While ART can drive HIV down to undetectable levels, basically forcing it back into latency, it can't get at the virus hiding inside cells.
But if treatment is ever interrupted, HIV pounces, rapidly replicating and achieving pre-treatment levels; to prevent this resurgence, ART must be continued for life.
This poses a few challenges.
It is difficult to get people to take daily medication properly for life, and interruptions caused by any number of factors — financial, emotional, mental, what have you — could lead to HIV's dreadful return.
On top of that, constant jousting with ART means HIV is developing a resistance to the drugs. So the race to develop an HIV vaccine or a permanent HIV cure is a fierce and essential one.
The researchers, based at the Tulane National Primate Research Center in Louisiana, used a precision gene-editing technique developed at Temple University to cut out the SIV-supporting DNA.
Like HIV and other retroviruses, SIV must commandeer a cell to crank out copies of itself. The genetic blueprints smuggled inside to cause this replication are called proviral DNA, which gets inserted into the cell's DNA. By going Zorro on this proviral DNA, the researchers stopped the virus's replication.
"This is an important development in what we hope will be an end to HIV/AIDS."
CRISPR/Cas9 was delivered to SIV-infected cells using an adeno-associated virus, an empty shell for delivering the gene editor. Once inside, it searched for and then cut out pieces of proviral DNA inside cells in the brain, bone marrow, lymph nodes, and spleen of Rhesus macaque monkeys.
Within three weeks, up to two-thirds of the virus were eliminated in some of the reservoirs.
"This is an important development in what we hope will be an end to HIV/AIDS," study author Andrew MacLean, PhD, associate professor of microbiology and immunology at Tulane National Primate Research Center, said.
"The next step is to evaluate this treatment over a longer period to determine if we can achieve complete elimination of the virus, possibly even taking subjects off of ART."

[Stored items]

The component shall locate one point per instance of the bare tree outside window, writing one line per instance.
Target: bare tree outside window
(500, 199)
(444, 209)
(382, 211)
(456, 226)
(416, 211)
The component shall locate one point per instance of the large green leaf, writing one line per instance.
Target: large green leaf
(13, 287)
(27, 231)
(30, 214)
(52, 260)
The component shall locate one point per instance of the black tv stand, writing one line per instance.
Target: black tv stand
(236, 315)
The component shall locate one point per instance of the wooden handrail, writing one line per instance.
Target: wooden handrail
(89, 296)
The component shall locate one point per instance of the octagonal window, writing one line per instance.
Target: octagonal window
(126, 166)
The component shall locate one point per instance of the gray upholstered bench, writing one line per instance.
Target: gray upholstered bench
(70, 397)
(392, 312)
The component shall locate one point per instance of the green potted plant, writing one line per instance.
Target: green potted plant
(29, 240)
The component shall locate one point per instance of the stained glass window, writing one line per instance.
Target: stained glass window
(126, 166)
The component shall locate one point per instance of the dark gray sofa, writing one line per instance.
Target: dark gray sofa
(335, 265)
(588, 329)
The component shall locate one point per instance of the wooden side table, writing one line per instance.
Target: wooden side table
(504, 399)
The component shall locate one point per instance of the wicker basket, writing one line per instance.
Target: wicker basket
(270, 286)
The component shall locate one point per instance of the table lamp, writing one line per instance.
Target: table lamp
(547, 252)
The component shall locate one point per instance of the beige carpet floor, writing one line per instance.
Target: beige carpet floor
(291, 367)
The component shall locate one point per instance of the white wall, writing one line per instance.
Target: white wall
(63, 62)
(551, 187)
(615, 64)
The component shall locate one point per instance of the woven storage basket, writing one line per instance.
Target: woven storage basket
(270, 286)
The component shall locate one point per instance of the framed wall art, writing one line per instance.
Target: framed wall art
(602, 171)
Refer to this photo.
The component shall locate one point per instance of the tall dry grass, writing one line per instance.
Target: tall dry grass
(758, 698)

--

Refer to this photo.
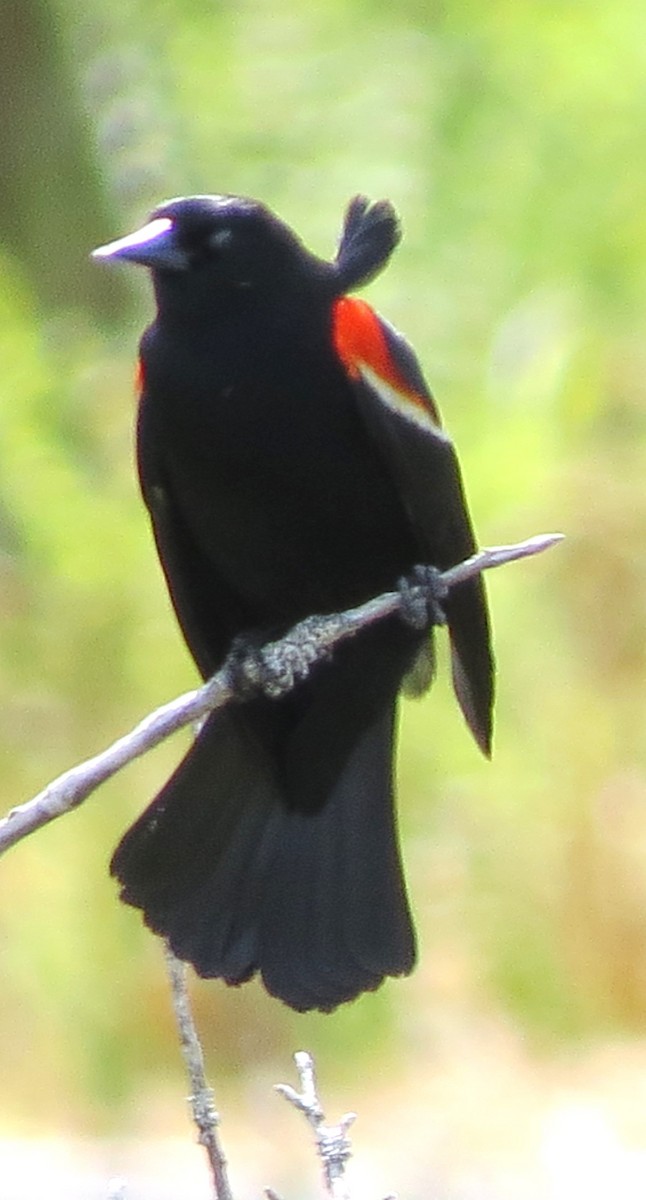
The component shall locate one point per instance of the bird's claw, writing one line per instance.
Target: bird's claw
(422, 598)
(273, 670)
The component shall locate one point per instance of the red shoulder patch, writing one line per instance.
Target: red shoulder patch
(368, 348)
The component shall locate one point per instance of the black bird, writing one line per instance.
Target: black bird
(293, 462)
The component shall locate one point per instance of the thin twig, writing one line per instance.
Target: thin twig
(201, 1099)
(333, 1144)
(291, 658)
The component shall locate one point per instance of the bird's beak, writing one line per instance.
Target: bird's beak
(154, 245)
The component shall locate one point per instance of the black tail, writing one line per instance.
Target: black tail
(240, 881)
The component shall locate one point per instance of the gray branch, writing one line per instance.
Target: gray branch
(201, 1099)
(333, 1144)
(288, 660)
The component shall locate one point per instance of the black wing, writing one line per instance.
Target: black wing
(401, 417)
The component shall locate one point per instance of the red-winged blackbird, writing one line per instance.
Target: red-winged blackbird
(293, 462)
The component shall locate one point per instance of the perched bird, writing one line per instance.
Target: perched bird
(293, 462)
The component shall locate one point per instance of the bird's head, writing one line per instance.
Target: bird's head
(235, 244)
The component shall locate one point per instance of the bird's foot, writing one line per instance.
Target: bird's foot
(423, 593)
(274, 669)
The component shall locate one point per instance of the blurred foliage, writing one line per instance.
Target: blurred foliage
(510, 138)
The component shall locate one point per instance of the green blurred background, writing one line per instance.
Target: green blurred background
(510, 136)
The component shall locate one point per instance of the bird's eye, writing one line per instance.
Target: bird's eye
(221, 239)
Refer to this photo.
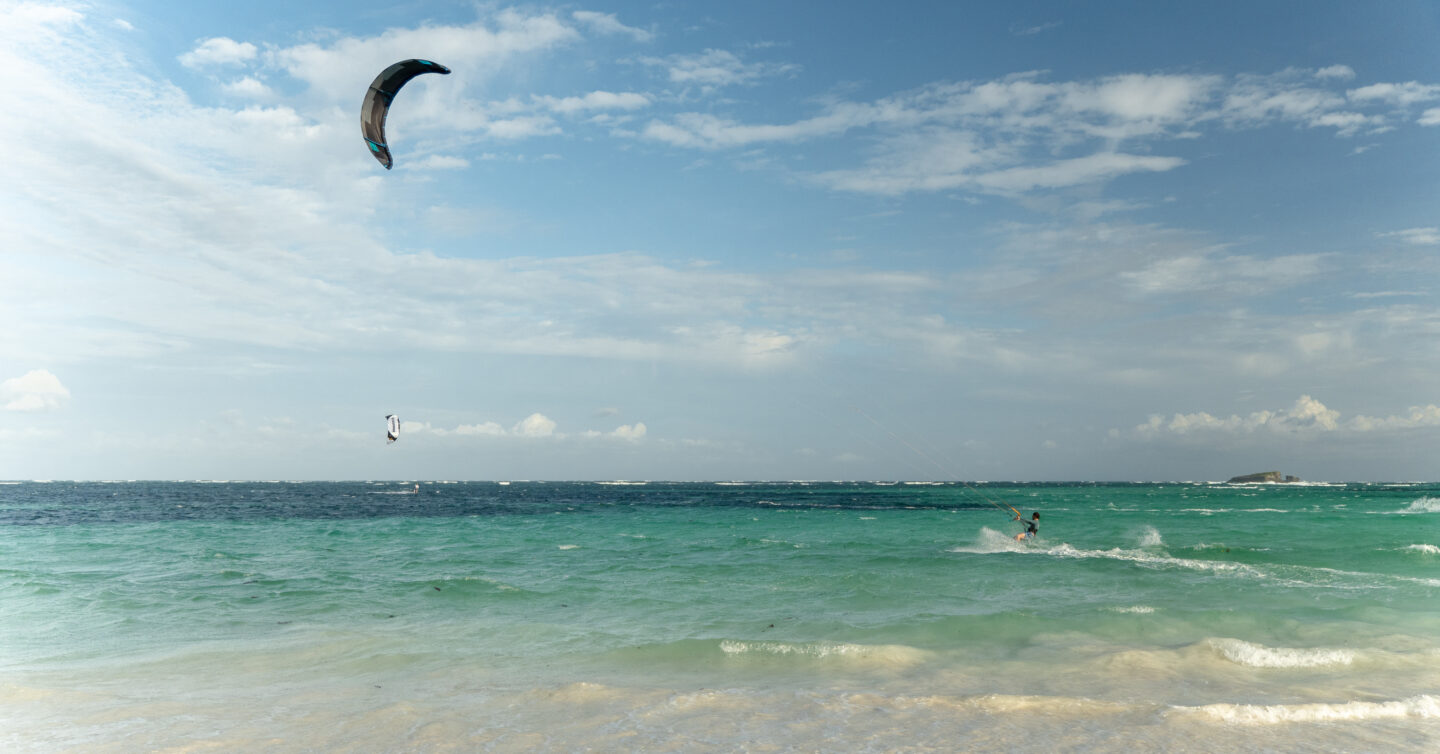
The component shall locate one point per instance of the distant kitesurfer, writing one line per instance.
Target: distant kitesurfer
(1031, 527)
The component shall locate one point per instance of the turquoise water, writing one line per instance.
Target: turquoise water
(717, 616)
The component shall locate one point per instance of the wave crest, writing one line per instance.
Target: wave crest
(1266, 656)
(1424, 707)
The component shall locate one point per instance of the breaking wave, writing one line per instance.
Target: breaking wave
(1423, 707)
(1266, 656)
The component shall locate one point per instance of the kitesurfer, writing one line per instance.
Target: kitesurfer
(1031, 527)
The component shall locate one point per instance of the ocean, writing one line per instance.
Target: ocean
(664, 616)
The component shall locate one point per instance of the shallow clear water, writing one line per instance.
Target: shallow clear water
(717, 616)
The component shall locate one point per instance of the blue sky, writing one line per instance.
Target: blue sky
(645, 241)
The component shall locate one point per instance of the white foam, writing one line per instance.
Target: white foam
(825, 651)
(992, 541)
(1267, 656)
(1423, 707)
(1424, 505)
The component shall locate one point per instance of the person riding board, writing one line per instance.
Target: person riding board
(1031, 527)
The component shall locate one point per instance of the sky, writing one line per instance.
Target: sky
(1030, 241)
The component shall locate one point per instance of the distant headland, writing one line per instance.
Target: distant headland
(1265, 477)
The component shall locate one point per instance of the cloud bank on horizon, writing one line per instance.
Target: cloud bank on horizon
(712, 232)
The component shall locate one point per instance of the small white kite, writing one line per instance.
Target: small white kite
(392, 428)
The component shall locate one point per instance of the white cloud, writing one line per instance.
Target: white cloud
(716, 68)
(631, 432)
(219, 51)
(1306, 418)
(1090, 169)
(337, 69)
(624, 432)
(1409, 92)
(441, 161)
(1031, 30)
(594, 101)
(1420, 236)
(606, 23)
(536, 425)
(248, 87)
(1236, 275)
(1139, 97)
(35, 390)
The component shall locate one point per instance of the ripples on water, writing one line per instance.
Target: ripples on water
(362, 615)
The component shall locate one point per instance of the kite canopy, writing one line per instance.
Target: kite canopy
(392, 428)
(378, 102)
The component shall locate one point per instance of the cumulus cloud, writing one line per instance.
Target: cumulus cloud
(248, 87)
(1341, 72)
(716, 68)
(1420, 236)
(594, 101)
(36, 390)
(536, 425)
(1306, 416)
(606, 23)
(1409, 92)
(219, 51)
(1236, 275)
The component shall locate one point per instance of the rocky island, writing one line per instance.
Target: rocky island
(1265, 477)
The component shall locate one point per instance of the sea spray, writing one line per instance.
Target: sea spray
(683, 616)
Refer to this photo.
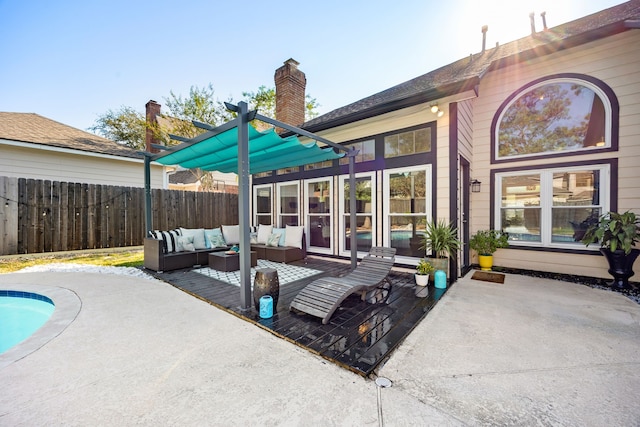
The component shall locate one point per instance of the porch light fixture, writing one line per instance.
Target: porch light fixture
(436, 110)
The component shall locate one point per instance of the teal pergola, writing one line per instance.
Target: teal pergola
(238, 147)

- [Task requirements]:
1. List the parts of the monkeys' bodies where the HIV research text says the gene editor cut out proviral DNA inside cells.
2. From the HIV research text, reproduce the passage that begins with the words "But if treatment" and ends with "HIV's dreadful return.".
The material has no connection to the HIV research text.

- [Answers for the tasks]:
1. brain, bone marrow, lymph nodes, spleen

2.
But if treatment is ever interrupted, HIV pounces, rapidly replicating and achieving pre-treatment levels; to prevent this resurgence, ART must be continued for life.
This poses a few challenges.
It is difficult to get people to take daily medication properly for life, and interruptions caused by any number of factors — financial, emotional, mental, what have you — could lead to HIV's dreadful return.